**Goals:**
1. Answer these questions using the article on maturing commercial real estate loans:
(a) According to the article, what are many CRE owners dealing with instead of a broken property?
(b) In the article's example, what size is the maturing loan, how much does the best refinance produce, and what gap results?
(c) Which factors does the article say lenders are looking closely at?
2. Take the article on refinance shortfalls for maturing commercial real estate loans further, picking up right after its final sentence.

When a CRE Loan Matures and the Refinance Doesn’t Clear the Existing Debt

by: Adam Horowitz

A Loan Can Mature Before the Capital Stack Is Ready

Many CRE owners are not dealing with a broken property. They are dealing with a broken capital structure.

A property may still be occupied, generating income, and performing close to plan. But when the loan matures, the refinance may not produce enough proceeds to pay off the existing debt. That creates a difficult situation for sponsors: the asset may still be working, but the capital stack no longer clears.

This is becoming a common issue in today’s commercial real estate market. Higher rates, tighter underwriting, lower valuations, and more conservative lender assumptions are reducing refinance proceeds across many deals.

The problem is simple: the loan is due, but the new loan is not large enough to take it out.

A Performing Property Does Not Guarantee a Full Refinance

In the past, many sponsors assumed that if a property was performing, the loan would refinance. That assumption is no longer safe.

Performance still matters, but lender proceeds are based on today’s underwriting, not yesterday’s loan terms. A property that supported a certain loan amount three or five years ago may not support the same amount today.

Lenders are looking closely at debt service coverage, interest rates, valuation, cash flow stability, asset class risk, and market conditions. Even if the property is not distressed, the refinance may still come in short.

This is especially true for loans originated during a lower-rate environment. Many of those loans were sized when debt was cheaper, values were higher, and exit assumptions were more forgiving. Today, the same property may support less debt, even if operations have not materially declined.

The Refinance Math Has Changed

The refinance shortfall is often a math problem.

If interest rates are higher, the property’s income may not support the same loan amount. If cap rates have moved, the appraised value may be lower. If lenders are more cautious, they may reduce leverage or require more cushion.

For example, a sponsor may have a $40 million loan maturing, but the best refinance option only produces $33 million. That creates a $7 million gap.

That gap does not disappear just because the property is performing. It has to be solved.

The sponsor may need to bring in fresh equity, negotiate an extension, add preferred equity, consider mezzanine debt, restructure the deal, or explore a sale. In some cases, the existing lender may be willing to work with the sponsor. In other cases, the lender may expect the borrower to solve the shortfall before maturity.

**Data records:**
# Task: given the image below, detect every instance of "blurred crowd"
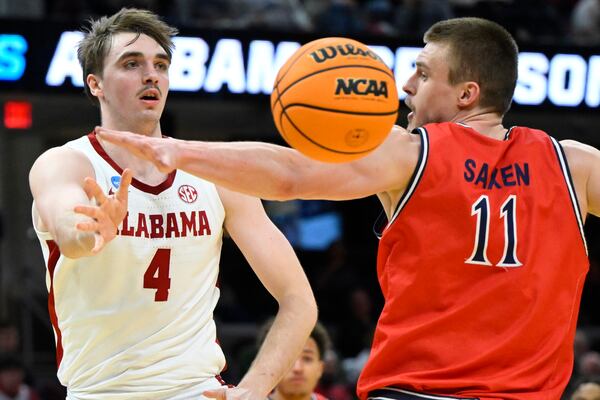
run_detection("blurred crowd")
[0,0,600,400]
[0,0,600,46]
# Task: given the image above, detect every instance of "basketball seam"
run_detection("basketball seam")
[278,64,394,101]
[275,40,326,90]
[280,102,398,116]
[279,112,379,155]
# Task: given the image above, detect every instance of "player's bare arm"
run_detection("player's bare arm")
[560,140,600,218]
[29,147,132,258]
[206,188,317,399]
[96,127,420,200]
[74,169,132,254]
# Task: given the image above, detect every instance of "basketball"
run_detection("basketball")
[271,37,399,162]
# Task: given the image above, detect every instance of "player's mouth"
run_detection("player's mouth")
[139,89,160,105]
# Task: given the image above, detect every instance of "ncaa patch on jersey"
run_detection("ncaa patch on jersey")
[177,185,198,204]
[110,175,121,189]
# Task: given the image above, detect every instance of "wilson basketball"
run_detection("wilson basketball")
[271,38,399,162]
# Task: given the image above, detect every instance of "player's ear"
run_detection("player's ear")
[458,81,481,108]
[85,74,103,97]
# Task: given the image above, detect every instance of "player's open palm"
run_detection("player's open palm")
[74,169,132,254]
[203,386,265,400]
[95,127,178,174]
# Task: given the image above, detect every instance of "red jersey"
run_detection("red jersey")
[358,123,589,400]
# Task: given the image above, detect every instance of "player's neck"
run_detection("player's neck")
[269,390,312,400]
[97,124,167,186]
[454,111,506,140]
[102,115,162,137]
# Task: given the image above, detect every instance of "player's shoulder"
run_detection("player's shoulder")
[560,139,598,155]
[560,139,600,172]
[31,138,92,177]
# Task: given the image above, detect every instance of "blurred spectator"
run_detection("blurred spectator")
[336,288,376,358]
[0,321,20,355]
[0,0,46,19]
[317,0,364,37]
[315,348,356,400]
[0,355,39,400]
[363,0,397,36]
[571,0,600,45]
[579,351,600,378]
[258,320,340,400]
[570,376,600,400]
[242,0,313,32]
[395,0,454,40]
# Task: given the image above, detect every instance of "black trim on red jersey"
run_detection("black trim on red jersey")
[88,132,177,195]
[373,127,429,239]
[367,387,479,400]
[504,126,516,140]
[548,136,588,254]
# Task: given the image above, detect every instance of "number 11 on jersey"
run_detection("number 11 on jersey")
[465,194,523,267]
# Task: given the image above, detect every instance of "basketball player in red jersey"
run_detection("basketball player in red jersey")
[101,18,600,400]
[30,9,317,400]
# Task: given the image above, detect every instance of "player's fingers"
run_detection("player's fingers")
[75,221,100,232]
[83,177,106,204]
[116,168,133,201]
[202,389,226,400]
[73,206,102,219]
[92,234,105,254]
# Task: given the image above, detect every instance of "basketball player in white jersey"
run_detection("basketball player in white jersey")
[30,9,317,399]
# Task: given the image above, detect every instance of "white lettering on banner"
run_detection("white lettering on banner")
[169,36,209,92]
[394,47,422,100]
[204,39,246,93]
[0,34,28,81]
[548,54,587,107]
[38,31,600,108]
[514,52,550,105]
[246,40,300,94]
[585,56,600,107]
[46,31,83,87]
[369,45,394,69]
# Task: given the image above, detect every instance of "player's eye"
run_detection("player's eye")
[155,62,169,71]
[123,60,138,69]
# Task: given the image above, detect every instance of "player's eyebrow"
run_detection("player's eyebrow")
[117,51,170,62]
[415,61,429,71]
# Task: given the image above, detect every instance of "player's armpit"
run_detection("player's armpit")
[560,140,600,216]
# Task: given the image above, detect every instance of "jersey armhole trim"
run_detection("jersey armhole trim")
[549,136,588,255]
[375,127,429,239]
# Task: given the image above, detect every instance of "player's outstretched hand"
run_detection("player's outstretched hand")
[95,126,177,174]
[74,169,133,254]
[202,387,265,400]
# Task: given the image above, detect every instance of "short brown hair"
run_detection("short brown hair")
[256,318,331,360]
[77,8,178,104]
[423,18,519,115]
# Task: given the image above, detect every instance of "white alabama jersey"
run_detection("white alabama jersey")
[34,134,225,399]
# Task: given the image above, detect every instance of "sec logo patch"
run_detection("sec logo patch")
[177,185,198,204]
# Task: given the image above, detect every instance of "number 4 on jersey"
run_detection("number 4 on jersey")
[144,249,171,301]
[465,194,523,267]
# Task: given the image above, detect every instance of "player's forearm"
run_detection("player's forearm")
[51,211,95,258]
[238,294,317,398]
[177,141,306,200]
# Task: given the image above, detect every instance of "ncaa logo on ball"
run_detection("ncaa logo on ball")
[177,185,198,204]
[335,78,388,98]
[345,128,369,147]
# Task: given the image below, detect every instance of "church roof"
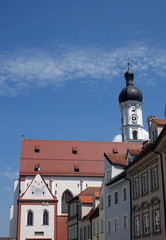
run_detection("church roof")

**Final answers:**
1.
(a) A broken capital structure.
(b) The maturing loan is $40 million, the best refinance produces $33 million, and the gap is $7 million.
(c) Debt service coverage, interest rates, valuation, cash flow stability, asset class risk, and market conditions.

2.
The Asset May Be Fine, But the Payoff Still Has to Clear

This is one of the most important distinctions in the current market.

A refinance problem is not always a property problem. Sometimes the asset is doing what it was supposed to do, but the original capital stack was built for a different market.

A deal may have assumed cheaper permanent debt. It may have expected stronger valuations. It may have relied on a sale or refinance that no longer pencils under current conditions.

That is why performing assets can still face pressure at maturity. The issue is not always occupancy, rent collection, or asset quality. The issue is whether the deal can support enough new debt to repay the old debt.

Sponsors Should Address the Gap Early

Sponsors should not wait until the final months before maturity to understand the problem.

The earlier the refinance gap is identified, the more options the sponsor has. That means reviewing the current payoff, estimating likely refinance proceeds, testing debt service coverage under current rates, reviewing extension rights, evaluating lender flexibility, and identifying whether gap capital may be needed.

Waiting too long can reduce negotiating leverage and limit available capital options.

How Lever Can Help

Lever Capital Partners helps sponsors evaluate refinance risk before maturity and identify solutions when new loan proceeds do not fully clear the existing debt.

That can include sourcing refinance options, identifying preferred equity or mezzanine capital, negotiating with lenders, or structuring fresh equity to bridge the gap.

For sponsors facing a maturity issue, the question is not just, “Can we refinance?”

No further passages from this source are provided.